THE EXERCISE: How many lines of the material below contain the string "bare"? Reply with the number only.

[Records from a data source]
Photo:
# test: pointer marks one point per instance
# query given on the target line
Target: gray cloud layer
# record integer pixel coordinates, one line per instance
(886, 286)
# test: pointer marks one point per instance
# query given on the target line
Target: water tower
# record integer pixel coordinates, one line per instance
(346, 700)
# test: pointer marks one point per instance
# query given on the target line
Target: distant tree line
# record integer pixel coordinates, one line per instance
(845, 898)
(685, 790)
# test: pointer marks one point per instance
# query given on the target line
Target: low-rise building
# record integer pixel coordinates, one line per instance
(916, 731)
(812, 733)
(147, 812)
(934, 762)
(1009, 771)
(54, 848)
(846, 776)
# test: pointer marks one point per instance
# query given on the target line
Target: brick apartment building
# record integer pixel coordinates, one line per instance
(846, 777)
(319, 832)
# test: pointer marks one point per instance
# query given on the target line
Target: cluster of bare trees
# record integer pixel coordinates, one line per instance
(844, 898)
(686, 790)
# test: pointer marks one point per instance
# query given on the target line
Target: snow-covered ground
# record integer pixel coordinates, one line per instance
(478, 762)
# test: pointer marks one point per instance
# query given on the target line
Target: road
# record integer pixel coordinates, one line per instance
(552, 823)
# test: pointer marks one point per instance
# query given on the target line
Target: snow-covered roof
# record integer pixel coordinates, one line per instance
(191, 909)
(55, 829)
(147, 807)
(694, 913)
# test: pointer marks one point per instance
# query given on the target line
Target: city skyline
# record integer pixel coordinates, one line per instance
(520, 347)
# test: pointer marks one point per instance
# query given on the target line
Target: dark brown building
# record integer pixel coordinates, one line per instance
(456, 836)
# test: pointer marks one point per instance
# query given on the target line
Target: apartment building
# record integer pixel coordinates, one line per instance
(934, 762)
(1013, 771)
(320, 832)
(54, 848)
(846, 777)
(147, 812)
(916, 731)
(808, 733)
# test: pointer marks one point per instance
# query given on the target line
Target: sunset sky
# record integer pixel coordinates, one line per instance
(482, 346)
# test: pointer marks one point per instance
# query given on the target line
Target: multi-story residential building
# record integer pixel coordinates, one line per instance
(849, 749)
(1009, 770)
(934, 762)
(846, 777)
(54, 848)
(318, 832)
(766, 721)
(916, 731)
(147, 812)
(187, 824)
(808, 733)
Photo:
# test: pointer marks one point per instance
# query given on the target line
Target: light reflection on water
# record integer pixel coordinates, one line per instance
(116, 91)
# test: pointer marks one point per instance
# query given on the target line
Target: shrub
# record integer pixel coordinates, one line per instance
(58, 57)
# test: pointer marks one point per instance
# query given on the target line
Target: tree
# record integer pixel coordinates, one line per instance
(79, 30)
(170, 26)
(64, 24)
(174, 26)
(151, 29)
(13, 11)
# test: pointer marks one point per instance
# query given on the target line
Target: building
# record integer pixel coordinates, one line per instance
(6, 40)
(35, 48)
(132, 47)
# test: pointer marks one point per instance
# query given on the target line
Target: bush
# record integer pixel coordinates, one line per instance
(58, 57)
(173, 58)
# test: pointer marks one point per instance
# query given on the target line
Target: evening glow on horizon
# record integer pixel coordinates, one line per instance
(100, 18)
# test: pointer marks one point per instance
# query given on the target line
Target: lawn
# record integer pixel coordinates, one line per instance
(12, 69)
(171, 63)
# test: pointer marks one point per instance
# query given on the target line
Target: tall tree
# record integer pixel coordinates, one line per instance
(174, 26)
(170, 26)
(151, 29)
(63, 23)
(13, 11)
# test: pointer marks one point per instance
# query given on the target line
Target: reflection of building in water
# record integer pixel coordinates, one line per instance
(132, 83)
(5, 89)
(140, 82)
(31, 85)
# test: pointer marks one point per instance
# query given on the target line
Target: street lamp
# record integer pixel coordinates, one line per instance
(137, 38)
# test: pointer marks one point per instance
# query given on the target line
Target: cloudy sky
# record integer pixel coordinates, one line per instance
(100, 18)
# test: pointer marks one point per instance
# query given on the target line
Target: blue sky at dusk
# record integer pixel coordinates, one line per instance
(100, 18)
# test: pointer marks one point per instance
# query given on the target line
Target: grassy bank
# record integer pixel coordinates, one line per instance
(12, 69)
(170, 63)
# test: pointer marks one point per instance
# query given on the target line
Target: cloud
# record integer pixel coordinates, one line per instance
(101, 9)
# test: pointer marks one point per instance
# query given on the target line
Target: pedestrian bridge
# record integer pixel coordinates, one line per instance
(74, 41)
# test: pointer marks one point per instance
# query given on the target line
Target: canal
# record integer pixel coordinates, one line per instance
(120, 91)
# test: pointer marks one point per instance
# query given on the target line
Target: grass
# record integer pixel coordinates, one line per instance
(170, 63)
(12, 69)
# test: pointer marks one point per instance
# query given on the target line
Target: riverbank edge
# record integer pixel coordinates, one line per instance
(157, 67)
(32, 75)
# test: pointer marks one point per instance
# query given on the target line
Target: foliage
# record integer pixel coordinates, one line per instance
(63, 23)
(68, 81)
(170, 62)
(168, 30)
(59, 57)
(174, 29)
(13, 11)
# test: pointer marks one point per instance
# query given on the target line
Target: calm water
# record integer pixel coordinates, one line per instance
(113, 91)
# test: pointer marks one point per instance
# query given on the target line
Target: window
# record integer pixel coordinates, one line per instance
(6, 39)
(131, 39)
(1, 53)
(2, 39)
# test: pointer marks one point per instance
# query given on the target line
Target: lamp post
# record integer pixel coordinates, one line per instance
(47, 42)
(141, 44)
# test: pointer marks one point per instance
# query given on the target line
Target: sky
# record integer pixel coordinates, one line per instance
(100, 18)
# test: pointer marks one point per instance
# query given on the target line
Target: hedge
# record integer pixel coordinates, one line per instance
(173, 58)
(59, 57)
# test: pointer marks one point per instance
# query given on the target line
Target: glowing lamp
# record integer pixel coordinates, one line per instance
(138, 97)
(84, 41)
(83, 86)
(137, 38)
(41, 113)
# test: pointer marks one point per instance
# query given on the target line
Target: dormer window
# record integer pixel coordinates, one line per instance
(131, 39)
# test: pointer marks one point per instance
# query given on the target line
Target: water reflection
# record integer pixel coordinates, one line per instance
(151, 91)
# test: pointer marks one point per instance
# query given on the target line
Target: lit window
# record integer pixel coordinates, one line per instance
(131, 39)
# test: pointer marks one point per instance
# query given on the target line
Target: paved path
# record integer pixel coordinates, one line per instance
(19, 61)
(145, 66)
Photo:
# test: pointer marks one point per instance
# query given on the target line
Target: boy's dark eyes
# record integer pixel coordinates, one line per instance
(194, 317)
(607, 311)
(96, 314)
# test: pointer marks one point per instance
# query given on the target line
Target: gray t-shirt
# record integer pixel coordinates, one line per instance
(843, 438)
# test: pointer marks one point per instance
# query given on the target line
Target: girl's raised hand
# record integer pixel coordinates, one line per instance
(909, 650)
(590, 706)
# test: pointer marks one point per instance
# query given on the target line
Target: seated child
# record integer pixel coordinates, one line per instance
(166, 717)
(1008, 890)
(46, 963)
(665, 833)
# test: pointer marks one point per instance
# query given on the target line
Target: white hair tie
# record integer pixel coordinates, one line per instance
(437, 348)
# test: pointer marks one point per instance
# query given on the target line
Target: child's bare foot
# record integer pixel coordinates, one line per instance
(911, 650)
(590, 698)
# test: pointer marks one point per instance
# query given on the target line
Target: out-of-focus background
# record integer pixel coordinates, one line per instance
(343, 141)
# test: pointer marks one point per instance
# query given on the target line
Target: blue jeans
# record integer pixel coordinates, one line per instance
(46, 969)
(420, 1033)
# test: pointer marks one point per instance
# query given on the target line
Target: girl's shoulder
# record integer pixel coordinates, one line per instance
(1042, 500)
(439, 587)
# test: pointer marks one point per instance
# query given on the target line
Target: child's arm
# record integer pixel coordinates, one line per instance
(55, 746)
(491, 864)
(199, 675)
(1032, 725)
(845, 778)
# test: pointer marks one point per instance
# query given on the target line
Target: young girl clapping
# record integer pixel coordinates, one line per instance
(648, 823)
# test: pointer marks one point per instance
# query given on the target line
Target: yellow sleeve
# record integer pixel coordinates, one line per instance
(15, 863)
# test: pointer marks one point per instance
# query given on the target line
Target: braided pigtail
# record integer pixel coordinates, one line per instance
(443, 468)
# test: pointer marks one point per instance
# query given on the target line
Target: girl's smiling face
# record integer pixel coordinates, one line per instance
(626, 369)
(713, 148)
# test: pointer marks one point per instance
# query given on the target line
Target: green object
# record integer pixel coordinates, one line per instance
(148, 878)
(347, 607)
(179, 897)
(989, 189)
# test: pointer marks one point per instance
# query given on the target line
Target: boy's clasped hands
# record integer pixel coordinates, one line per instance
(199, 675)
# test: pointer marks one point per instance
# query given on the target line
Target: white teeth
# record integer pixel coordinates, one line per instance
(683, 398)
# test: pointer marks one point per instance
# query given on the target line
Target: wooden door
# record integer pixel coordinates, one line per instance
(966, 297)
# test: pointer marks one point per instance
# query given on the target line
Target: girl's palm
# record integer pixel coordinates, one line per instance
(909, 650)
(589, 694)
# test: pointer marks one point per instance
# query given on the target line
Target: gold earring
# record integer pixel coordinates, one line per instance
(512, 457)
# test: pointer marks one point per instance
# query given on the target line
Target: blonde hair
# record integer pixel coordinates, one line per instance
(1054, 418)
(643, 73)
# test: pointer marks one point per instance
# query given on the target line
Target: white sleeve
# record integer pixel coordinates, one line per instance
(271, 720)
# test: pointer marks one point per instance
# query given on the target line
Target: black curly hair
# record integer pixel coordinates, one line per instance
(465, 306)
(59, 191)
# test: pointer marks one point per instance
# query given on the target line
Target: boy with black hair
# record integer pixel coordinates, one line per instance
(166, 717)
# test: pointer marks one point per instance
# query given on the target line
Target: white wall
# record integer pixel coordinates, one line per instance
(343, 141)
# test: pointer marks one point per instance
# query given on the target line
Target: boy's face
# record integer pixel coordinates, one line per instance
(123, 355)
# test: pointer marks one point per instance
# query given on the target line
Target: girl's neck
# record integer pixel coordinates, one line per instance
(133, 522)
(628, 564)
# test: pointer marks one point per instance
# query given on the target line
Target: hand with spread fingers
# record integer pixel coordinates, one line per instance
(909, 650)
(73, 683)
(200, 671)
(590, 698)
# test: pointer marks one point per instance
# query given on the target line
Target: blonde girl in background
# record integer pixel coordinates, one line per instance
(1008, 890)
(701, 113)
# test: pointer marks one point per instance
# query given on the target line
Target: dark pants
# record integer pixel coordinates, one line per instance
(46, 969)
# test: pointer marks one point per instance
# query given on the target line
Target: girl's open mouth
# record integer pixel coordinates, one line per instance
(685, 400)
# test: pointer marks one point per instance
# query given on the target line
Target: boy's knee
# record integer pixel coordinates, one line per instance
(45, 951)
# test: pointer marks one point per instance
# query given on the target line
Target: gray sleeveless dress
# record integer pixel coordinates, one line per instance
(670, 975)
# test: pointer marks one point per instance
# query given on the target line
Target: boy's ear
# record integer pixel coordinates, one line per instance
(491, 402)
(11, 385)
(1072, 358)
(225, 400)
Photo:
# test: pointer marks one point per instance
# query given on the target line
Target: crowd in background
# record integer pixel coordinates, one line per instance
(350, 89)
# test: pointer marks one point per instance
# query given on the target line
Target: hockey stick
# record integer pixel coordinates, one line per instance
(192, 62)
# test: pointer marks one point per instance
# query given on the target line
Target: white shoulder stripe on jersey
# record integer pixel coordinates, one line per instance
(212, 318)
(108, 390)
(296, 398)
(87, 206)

FULL ANSWER: 2